* _Requirements_:
Please rewrite the records from the line with "[point] at the red" through the end of the records, requests included, and add 29 to every number in the pixel coordinates.

* _Provided data_:

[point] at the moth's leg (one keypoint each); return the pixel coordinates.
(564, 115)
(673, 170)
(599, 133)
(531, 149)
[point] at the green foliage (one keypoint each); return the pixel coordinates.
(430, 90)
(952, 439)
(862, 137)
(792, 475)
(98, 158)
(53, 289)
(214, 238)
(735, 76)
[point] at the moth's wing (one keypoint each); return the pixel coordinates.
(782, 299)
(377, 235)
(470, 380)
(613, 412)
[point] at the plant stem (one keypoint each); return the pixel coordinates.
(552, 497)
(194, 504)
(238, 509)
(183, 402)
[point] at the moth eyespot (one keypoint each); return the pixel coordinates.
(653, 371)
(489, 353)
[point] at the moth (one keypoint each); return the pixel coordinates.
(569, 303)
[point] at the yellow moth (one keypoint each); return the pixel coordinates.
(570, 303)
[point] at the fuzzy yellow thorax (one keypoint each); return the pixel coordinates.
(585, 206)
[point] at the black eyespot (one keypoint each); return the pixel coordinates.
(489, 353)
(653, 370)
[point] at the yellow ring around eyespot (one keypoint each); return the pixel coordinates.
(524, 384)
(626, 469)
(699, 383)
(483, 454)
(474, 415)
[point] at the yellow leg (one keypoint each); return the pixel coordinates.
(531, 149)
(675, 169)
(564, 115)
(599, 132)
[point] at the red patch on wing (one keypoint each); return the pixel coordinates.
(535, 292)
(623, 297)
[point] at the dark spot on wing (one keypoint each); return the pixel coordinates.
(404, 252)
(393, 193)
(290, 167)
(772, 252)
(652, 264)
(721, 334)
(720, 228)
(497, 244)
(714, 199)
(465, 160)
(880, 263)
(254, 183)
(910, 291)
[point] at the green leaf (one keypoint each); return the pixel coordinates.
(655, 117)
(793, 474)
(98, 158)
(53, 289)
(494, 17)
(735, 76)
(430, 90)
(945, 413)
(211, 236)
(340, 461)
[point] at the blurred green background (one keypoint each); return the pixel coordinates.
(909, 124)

* _Response to the task_:
[point] at the red patch on wing (one keypoint each); return the pixel coordinates.
(564, 321)
(652, 326)
[point] at the dark spot on wing (one keypoint each); return the pixel coordinates.
(433, 281)
(422, 222)
(319, 196)
(801, 281)
(681, 293)
(750, 363)
(749, 257)
(526, 273)
(743, 228)
(494, 189)
(909, 292)
(283, 212)
(939, 320)
[point] at the green leaf (one keypoint each); return the pixel coordinates.
(684, 146)
(822, 503)
(127, 187)
(82, 318)
(523, 46)
(764, 105)
(459, 119)
(974, 442)
(240, 265)
(369, 490)
[point] at the blurred green background (one keypoint each); return the pixel coordinates.
(938, 153)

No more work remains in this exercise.